• **练习要求**
从含有"In this picture, where can the floppy"的那一行起，到条目末尾止（两端都算在内），请把这些行原样重写一遍，请求行也保留，只把答案里的坐标数值都乘以0.65，再四舍五入取整（恰好为.5时进一位）。只需给出这几行。
___ 所给材料
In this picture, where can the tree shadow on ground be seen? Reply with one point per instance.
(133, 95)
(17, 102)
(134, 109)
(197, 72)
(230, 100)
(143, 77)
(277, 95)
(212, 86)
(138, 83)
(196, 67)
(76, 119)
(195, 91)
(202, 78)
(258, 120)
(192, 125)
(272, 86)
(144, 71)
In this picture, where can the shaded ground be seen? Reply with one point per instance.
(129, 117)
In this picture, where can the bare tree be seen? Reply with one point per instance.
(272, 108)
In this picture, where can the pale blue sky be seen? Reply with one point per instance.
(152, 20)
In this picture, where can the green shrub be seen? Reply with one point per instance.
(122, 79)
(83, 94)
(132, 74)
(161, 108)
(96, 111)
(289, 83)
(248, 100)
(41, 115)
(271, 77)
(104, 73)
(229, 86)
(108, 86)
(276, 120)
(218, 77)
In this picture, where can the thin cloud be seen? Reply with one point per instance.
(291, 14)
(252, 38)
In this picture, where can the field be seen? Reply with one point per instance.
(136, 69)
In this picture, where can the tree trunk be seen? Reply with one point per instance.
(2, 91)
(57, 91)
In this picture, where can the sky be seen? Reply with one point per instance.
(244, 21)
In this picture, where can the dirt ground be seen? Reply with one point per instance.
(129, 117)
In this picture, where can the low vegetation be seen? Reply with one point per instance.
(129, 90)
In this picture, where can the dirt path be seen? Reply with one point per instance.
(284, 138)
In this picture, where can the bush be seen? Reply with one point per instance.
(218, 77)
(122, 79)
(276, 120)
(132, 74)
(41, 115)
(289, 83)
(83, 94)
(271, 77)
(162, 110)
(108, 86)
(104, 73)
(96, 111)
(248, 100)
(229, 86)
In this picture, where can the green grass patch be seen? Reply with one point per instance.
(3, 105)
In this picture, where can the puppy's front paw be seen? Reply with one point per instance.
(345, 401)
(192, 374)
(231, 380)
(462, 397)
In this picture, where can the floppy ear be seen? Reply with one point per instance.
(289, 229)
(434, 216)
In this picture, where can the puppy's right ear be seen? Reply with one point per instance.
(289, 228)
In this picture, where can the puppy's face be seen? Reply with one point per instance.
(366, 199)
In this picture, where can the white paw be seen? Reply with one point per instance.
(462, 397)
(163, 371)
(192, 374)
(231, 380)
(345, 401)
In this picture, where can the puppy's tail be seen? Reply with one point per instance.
______
• **作答**
In this picture, where can the floppy ear be seen? Reply with one point per instance.
(188, 149)
(282, 140)
In this picture, where can the puppy's right ear be seen? Reply with one point per instance.
(188, 148)
In this picture, where can the puppy's face be seen? Reply with one point per instance.
(238, 129)
In this picture, where can the white paw be seen? Reply with one point per instance.
(300, 258)
(106, 241)
(125, 243)
(150, 247)
(224, 261)
In this picture, where can the puppy's tail be seen? Reply with one point per instance.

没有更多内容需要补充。